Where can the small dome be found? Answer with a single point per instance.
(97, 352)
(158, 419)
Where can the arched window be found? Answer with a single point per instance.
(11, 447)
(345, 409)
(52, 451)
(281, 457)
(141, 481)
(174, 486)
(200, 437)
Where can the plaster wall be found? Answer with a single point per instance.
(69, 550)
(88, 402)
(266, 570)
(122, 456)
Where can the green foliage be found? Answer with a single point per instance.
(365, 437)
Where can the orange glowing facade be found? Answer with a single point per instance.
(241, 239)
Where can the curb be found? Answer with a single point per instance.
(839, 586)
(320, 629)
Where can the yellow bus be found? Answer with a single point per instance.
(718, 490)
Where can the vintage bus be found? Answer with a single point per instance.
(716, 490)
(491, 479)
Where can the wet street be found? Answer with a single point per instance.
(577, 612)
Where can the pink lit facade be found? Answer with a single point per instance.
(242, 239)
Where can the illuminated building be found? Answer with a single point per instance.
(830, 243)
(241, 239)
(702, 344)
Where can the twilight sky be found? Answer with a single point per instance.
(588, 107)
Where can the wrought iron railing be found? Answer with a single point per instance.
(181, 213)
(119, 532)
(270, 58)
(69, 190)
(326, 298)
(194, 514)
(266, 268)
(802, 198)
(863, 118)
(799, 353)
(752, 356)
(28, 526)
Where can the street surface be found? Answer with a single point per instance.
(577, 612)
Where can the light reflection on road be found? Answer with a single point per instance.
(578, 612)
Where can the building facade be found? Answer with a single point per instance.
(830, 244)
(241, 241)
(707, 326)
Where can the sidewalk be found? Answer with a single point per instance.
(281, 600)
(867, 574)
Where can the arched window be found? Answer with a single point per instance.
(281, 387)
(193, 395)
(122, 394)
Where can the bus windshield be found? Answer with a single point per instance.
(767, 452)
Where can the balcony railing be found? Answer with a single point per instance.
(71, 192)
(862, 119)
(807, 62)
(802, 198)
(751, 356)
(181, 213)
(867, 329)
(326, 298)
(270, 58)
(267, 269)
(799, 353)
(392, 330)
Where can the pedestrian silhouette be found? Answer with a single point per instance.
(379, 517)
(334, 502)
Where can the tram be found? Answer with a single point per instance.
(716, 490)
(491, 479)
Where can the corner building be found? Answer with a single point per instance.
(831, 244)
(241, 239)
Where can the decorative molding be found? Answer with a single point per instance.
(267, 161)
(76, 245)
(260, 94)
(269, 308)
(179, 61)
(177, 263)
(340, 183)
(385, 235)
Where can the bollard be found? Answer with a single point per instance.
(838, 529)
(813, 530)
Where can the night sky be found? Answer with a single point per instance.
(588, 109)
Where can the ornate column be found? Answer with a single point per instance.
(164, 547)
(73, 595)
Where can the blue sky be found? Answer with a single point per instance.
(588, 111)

##########

_Task description_
Convert every line of the rows above into a Markdown table with two columns, No. and Line: put each line's number under No. and the line under Line, and leave out any blank lines.

_Final result_
| No. | Line |
|---|---|
| 1 | Where can the small dome be found? Answer with a single point per instance. |
| 2 | (97, 352) |
| 3 | (158, 419) |
| 4 | Where can the arched window be found? Answer with a single point per instance. |
| 5 | (11, 447) |
| 6 | (345, 409) |
| 7 | (52, 451) |
| 8 | (281, 457) |
| 9 | (141, 481) |
| 10 | (174, 486) |
| 11 | (200, 437) |
| 12 | Where can the plaster wall be found? Answer with a single point per instance. |
| 13 | (69, 550) |
| 14 | (88, 402) |
| 15 | (266, 570) |
| 16 | (122, 456) |
| 17 | Where can the green foliage be found? Answer with a single point per instance. |
| 18 | (365, 437) |
| 19 | Where can the orange glowing facade be found? Answer with a single point per instance. |
| 20 | (241, 239) |
| 21 | Where can the curb be found? Answer with a single point per instance. |
| 22 | (839, 586) |
| 23 | (320, 629) |
| 24 | Where can the yellow bus be found? Answer with a single point per instance. |
| 25 | (718, 490) |
| 26 | Where can the vintage bus be found? Answer with a single point per instance. |
| 27 | (716, 490) |
| 28 | (491, 479) |
| 29 | Where can the wet street be found? Answer with a single point per instance. |
| 30 | (577, 612) |
| 31 | Where can the pink lit facade be found? Answer with a single point per instance. |
| 32 | (242, 239) |
| 33 | Where can the illuminated building be found? Answer with a single point per instance. |
| 34 | (830, 243) |
| 35 | (241, 239) |
| 36 | (702, 344) |
| 37 | Where can the twilight sky be found? Answer with a single point per instance. |
| 38 | (588, 107) |
| 39 | Where can the wrought iron railing be found? Answer with a single point per instance. |
| 40 | (181, 213) |
| 41 | (119, 532) |
| 42 | (270, 58) |
| 43 | (69, 190) |
| 44 | (326, 298) |
| 45 | (194, 514) |
| 46 | (266, 268) |
| 47 | (802, 198) |
| 48 | (863, 118) |
| 49 | (799, 353) |
| 50 | (752, 356) |
| 51 | (28, 526) |
| 52 | Where can the street surface be found? Answer with a single point per instance. |
| 53 | (577, 612) |
| 54 | Where can the light reflection on road be found? Answer with a single point per instance. |
| 55 | (578, 612) |
| 56 | Where can the building facade be found? Answer with a single point per instance. |
| 57 | (830, 244) |
| 58 | (241, 241) |
| 59 | (707, 326) |
| 60 | Where can the sidewalk be found? Answer with a single point per instance. |
| 61 | (281, 600) |
| 62 | (867, 574) |
| 63 | Where can the arched window be found? Answer with a single point per instance. |
| 64 | (281, 387) |
| 65 | (193, 395) |
| 66 | (122, 394) |
| 67 | Where can the bus windshield be found? Answer with a single point per instance. |
| 68 | (767, 452) |
| 69 | Where can the balcony railing be found? Answer with a single point per instance. |
| 70 | (71, 192) |
| 71 | (862, 119) |
| 72 | (807, 62) |
| 73 | (802, 198) |
| 74 | (751, 356) |
| 75 | (181, 213) |
| 76 | (867, 329) |
| 77 | (326, 298) |
| 78 | (270, 58) |
| 79 | (267, 269) |
| 80 | (799, 353) |
| 81 | (392, 330) |
| 82 | Where can the pedestrian silhouette be found? Answer with a single point per instance. |
| 83 | (379, 517) |
| 84 | (334, 502) |
| 85 | Where can the tram be found? Answer with a single point per instance. |
| 86 | (716, 490) |
| 87 | (491, 479) |
| 88 | Where can the corner building be found? Answer with a single point per instance. |
| 89 | (831, 244) |
| 90 | (241, 239) |
| 91 | Where can the decorative molding be found? Answer with a single point per instance. |
| 92 | (267, 161) |
| 93 | (76, 245) |
| 94 | (260, 94) |
| 95 | (269, 308) |
| 96 | (179, 61) |
| 97 | (177, 263) |
| 98 | (340, 183) |
| 99 | (385, 235) |
| 100 | Where can the bollard be found? Answer with a single point per instance. |
| 101 | (838, 529) |
| 102 | (813, 530) |
| 103 | Where can the night sky be found? Answer with a single point per instance. |
| 104 | (588, 109) |
| 105 | Where can the ornate column be found? Answer with a single point per instance. |
| 106 | (164, 547) |
| 107 | (73, 595) |
| 108 | Where can the blue sky be found? Answer with a single point per instance. |
| 109 | (588, 111) |